DOSTARCZONY MATERIAŁ
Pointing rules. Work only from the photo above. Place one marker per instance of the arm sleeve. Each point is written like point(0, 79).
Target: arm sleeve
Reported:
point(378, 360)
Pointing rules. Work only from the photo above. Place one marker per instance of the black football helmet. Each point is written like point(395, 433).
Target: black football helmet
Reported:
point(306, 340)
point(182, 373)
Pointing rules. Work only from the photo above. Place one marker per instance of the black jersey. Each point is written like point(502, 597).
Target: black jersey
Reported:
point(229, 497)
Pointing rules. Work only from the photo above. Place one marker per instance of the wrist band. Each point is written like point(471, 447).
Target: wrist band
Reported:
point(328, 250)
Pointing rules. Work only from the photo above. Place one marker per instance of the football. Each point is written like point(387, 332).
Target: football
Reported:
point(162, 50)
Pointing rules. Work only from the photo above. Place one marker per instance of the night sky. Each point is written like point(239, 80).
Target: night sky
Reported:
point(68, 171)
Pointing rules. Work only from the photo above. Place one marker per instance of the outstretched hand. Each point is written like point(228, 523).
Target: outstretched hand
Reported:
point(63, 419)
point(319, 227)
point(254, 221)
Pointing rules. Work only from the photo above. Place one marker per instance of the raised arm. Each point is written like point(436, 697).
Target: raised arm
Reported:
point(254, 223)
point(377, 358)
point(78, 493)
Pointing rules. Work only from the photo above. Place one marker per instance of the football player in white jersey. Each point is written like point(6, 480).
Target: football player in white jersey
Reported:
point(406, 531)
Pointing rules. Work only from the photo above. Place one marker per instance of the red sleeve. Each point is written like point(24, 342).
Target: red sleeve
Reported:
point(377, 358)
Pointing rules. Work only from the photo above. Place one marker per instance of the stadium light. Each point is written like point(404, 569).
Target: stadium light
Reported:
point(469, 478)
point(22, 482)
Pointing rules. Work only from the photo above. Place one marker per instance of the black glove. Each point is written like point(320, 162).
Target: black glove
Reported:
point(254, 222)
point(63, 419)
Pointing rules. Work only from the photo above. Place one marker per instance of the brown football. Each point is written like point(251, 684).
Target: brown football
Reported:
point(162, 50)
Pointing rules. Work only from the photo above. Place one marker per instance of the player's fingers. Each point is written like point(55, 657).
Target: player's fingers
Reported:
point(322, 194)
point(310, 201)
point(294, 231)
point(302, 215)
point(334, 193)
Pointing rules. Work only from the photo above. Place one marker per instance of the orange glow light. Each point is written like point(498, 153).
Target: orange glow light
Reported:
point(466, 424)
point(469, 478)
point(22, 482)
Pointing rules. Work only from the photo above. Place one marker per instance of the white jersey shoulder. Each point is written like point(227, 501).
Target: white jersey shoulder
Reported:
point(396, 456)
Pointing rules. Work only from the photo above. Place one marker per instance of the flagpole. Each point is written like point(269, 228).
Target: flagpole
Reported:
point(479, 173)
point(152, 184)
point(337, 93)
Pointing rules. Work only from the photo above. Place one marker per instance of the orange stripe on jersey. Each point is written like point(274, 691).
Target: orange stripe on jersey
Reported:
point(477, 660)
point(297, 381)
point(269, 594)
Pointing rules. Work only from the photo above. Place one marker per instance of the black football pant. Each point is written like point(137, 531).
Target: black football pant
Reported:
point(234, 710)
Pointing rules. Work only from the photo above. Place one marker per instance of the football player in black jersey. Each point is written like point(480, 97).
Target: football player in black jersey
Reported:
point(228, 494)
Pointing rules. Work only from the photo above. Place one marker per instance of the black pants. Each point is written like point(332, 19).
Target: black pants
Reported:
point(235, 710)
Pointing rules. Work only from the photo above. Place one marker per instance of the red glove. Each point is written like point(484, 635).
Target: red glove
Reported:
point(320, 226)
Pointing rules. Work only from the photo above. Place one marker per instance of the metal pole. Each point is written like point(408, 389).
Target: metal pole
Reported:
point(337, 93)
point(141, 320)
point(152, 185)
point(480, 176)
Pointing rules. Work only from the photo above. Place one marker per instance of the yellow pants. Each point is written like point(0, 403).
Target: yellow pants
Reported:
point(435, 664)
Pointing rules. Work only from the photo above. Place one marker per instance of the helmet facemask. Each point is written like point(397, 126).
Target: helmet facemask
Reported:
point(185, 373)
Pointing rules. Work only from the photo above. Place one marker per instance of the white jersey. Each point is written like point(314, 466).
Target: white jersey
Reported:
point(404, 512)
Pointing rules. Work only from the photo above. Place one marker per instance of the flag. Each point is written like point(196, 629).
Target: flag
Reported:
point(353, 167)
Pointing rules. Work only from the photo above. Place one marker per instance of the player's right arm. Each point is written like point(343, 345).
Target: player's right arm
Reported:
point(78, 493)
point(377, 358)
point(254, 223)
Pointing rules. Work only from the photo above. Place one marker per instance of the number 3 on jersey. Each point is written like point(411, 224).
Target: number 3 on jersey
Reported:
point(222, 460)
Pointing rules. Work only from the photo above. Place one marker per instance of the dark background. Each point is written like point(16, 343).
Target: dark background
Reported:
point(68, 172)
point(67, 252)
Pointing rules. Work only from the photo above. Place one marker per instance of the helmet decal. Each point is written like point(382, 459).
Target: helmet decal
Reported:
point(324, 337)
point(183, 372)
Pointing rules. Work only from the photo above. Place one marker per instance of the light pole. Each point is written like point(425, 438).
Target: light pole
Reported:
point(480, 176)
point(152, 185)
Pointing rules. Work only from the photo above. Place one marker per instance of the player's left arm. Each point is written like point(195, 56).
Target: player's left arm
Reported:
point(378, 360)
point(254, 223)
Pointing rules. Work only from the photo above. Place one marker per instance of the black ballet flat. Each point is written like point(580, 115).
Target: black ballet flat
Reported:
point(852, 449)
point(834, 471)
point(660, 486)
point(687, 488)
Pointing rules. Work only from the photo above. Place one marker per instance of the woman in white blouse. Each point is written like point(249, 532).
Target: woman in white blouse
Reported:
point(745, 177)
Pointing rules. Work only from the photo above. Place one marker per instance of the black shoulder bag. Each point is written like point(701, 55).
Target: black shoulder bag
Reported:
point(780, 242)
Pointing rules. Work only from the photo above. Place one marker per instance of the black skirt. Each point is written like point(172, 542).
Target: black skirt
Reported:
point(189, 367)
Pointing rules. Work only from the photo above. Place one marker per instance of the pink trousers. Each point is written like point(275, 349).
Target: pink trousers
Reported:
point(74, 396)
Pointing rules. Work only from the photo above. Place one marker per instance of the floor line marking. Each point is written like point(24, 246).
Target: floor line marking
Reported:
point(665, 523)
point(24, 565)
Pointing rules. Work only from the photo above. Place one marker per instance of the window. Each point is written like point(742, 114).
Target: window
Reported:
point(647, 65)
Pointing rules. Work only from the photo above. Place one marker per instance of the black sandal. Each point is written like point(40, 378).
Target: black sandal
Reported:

KRÓTKIE ZADANIE
Zmień we wszystkich rekordach powyżej "Pointing rules" na "Marking rules" i przepisz je w całości, nie ruszając niczego innego.

ODPOWIEDŹ DO ZADANIA
Marking rules. Work only from the photo above. Place one marker per instance of the arm sleeve. Each point is written like point(0, 79).
Target: arm sleeve
Reported:
point(378, 360)
Marking rules. Work only from the photo above. Place one marker per instance of the black football helmet. Each point is written like point(395, 433).
Target: black football helmet
Reported:
point(306, 340)
point(182, 373)
Marking rules. Work only from the photo above. Place one marker per instance of the black jersey. Each point is written like point(502, 597).
Target: black jersey
Reported:
point(229, 497)
Marking rules. Work only from the photo above. Place one marker per instance of the wrist band. Each point is written like point(471, 447).
Target: wrist band
Reported:
point(328, 250)
Marking rules. Work only from the photo above. Place one marker per instance of the football. Each point is written like point(387, 332).
Target: football
Reported:
point(162, 50)
Marking rules. Work only from the photo above. Place one marker per instance of the night sky. Each point is written like point(239, 80).
Target: night sky
Reported:
point(68, 171)
Marking rules. Work only from the photo above. Place one marker per instance of the outstretched hand. Each point is written like point(228, 523).
Target: outstretched hand
Reported:
point(63, 419)
point(319, 227)
point(254, 221)
Marking rules. Work only from the photo above. Place one marker per instance of the raised arm. Each point is written like point(436, 697).
Target: raised arm
Reported:
point(254, 223)
point(377, 358)
point(78, 493)
Marking rules. Work only from the photo above. Place one marker per instance of the football player in white jersey. Each point is written like point(6, 480).
Target: football player in white jersey
Reported:
point(406, 531)
Marking rules. Work only from the photo above. Place one marker per instance of the red sleeve. Each point is written like point(24, 342).
Target: red sleeve
Reported:
point(377, 358)
Marking rules. Work only from the photo above. Place one marker per instance of the stadium light. Each point is written like point(404, 569).
Target: stadium light
Reported:
point(469, 478)
point(22, 482)
Marking rules. Work only from the photo above. Place one marker per instance of the black glove. Each point is written like point(320, 162).
Target: black glove
Reported:
point(254, 222)
point(63, 419)
Marking rules. Work only from the photo above. Place one marker per instance of the brown football. Each point is written like point(251, 684).
Target: brown football
Reported:
point(162, 50)
Marking rules. Work only from the photo above. Place one marker per instance of the player's fingers. Each point is written like point(55, 657).
Target: player's fingers
Reported:
point(322, 194)
point(310, 201)
point(294, 231)
point(302, 215)
point(334, 193)
Marking rules. Work only from the photo above. Place one marker per instance of the orange glow light. Each point is written like point(498, 153).
Target: orange glow light
Reported:
point(466, 424)
point(469, 478)
point(22, 482)
Marking rules. Work only from the photo above. Place one marker per instance of the white jersey shoulder. Each point is written like point(227, 501).
Target: white jersey shoulder
Reported:
point(396, 456)
Marking rules. Work only from the photo above. Place one marker per instance of the flagpole. Each point is written like point(269, 228).
Target: flagpole
Reported:
point(479, 173)
point(152, 184)
point(337, 93)
Marking rules. Work only from the photo above. Place one marker per instance of the orange stripe on jersey. Each point is written like point(274, 691).
Target: orange stripe on jersey
Reported:
point(477, 660)
point(297, 381)
point(269, 594)
Marking rules. Work only from the photo above. Place one marker per instance of the black football pant. Each point is written like point(137, 531).
Target: black football pant
Reported:
point(234, 710)
Marking rules. Work only from the photo above. Place one marker per instance of the football player in black jersey. Each point is written like point(480, 97).
Target: football player in black jersey
Reported:
point(228, 494)
Marking rules. Work only from the photo above. Place one marker per instance of the black pants. Each point is written like point(332, 19).
Target: black pants
Reported:
point(235, 710)
Marking rules. Work only from the photo above. Place one marker per instance of the red glove. Each point is written like point(484, 635).
Target: red glove
Reported:
point(320, 226)
Marking rules. Work only from the photo above. Place one marker per instance of the metal pole. Each point is written like point(408, 389).
Target: metal pole
Reported:
point(337, 93)
point(141, 320)
point(152, 185)
point(480, 176)
Marking rules. Work only from the photo above. Place one marker per instance of the yellow pants. Each point is written like point(0, 403).
Target: yellow pants
Reported:
point(435, 664)
Marking rules. Work only from the photo above. Place one marker per instance of the helmet facemask. Each point is written like point(397, 126).
Target: helmet facemask
Reported:
point(185, 373)
Marking rules. Work only from the photo above. Place one marker per instance of the white jersey. Each point is written like point(314, 466).
Target: white jersey
Reported:
point(404, 512)
Marking rules. Work only from the photo above. Place one marker per instance of the flag. Each point is written like point(196, 629).
Target: flag
Reported:
point(353, 167)
Marking rules. Work only from the photo above. Place one marker per instance of the player's right arm. Each point is written like point(343, 345).
Target: player's right arm
Reported:
point(78, 493)
point(377, 358)
point(254, 223)
Marking rules. Work only from the photo above. Place one marker per instance of the number 3 on jersey. Each point is written like point(411, 224).
Target: number 3 on jersey
Reported:
point(222, 460)
Marking rules. Work only from the photo above. Place one marker per instance of the dark background. Each point is written like point(16, 343).
Target: dark background
Reported:
point(68, 172)
point(67, 252)
Marking rules. Work only from the photo above. Place one marker per instance of the helmet decal. Each point is written like point(382, 459).
Target: helmet decal
Reported:
point(324, 337)
point(183, 372)
Marking rules. Work only from the photo above. Place one marker per instance of the light pole. Each point is written like point(425, 438).
Target: light pole
Reported:
point(480, 176)
point(152, 185)
Marking rules. Work only from the photo above. Place one marker per instance of the player's left arm. Each point is written like point(195, 56).
Target: player's left arm
Reported:
point(378, 360)
point(254, 223)
Marking rules. Work only from the photo above. Place one marker per instance of the black ballet flat. Each point is written like point(580, 115).
Target: black ballet flat
Reported:
point(852, 449)
point(834, 471)
point(660, 486)
point(687, 488)
Marking rules. Work only from the photo above. Place one marker per instance of the woman in white blouse. Each point is written like point(249, 532).
Target: woman in white blouse
Reported:
point(745, 177)
Marking rules. Work only from the photo above. Place one marker per instance of the black shoulder bag. Each point is written like point(701, 55).
Target: black shoulder bag
Reported:
point(780, 242)
Marking rules. Work only from the photo above. Place one marker per instance of the black skirt. Each point is written like point(172, 542).
Target: black skirt
Reported:
point(189, 367)
Marking rules. Work only from the photo above. Place one marker per instance of the pink trousers. Each point is written like point(275, 349).
Target: pink trousers
Reported:
point(74, 396)
Marking rules. Work only from the photo above. Place one marker per instance of the floor line marking. Each point is written like point(24, 246).
Target: floor line marking
Reported:
point(665, 523)
point(24, 565)
Marking rules. Work only from the photo above. Place one marker per instance of the window. Each point is written like point(742, 114).
Target: window
Reported:
point(647, 65)
Marking rules. Work only from the photo above. Place one marker per instance of the black sandal. Each point is written like point(40, 378).
Target: black sandal
Reported:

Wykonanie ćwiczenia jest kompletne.